Maintaining a system log gives the system administrator the raw material that she needs to reconstruct what happened in the event that the unthinkable happens and a hacker makes it into the system.

Follow a Good Development Process

Every program should follow a well thought out, formal development process. This process should include at least the following steps:

· Collect and document requirements, including security requirements.

· Review design.

· Adhere to a coding standard.

· Undergo unit test.

· Conduct formal acceptance tests that are based on the original requirements.

In addition, peer reviews should be conducted at key points to verify that the requirements, design, code, and test procedures are high quality and meet company standards.

image I am not against New Age development techniques such as recursive and agile development. But agile is not a synonym for sloppy — just because you are using an agile development process does not mean that you can skip any of the preceding development steps.

image I am also not a Process Nazi. The preceding steps do not need to be as formal or as drawn out for a small program involving one or two developers as they would be for a project that employs dozens of systems analysts, developers, and testers. However, even small programs can contain hackable security flaws, and it takes only one for your computer to become somebody's bot.

Implement Good Version Control

Version control is a strange thing. It's natural not to worry about version 1.1 when you're under the gun to get version 1.0 out the door and into the waiting users' outstretched hands. However, version control is an important topic that must be addressed early because it must be built into the program's initial design and not bolted on later.

——————————

REQUIRED ACTIONS:
1) List every step that the extract on development practices says a formal development process should include at minimum.
2) Repeat everything in the extract on development practices from "Maintaining a system" down to "into the system.", word for word.

GIVEN RECORDS:
——————————

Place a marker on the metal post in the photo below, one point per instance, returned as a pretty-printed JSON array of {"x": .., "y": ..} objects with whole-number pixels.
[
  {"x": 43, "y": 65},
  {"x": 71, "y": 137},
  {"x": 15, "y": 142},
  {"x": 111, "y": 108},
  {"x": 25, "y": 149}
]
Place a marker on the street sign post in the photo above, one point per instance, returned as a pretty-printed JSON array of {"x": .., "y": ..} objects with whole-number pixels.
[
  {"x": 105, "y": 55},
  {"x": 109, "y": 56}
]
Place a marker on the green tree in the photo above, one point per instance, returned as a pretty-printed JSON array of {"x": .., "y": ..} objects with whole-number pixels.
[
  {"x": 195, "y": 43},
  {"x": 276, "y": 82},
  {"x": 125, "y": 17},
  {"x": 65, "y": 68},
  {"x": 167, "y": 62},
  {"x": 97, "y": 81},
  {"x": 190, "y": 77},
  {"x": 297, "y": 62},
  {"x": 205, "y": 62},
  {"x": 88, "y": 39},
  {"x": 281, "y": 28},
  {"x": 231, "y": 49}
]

——————————

COMPLETED EXERCISE:
1)
- Collect and document requirements, including security requirements.
- Review design.
- Adhere to a coding standard.
- Undergo unit test.
- Conduct formal acceptance tests that are based on the original requirements.

2)
Maintaining a system log gives the system administrator the raw material that she needs to reconstruct what happened in the event that the unthinkable happens and a hacker makes it into the system.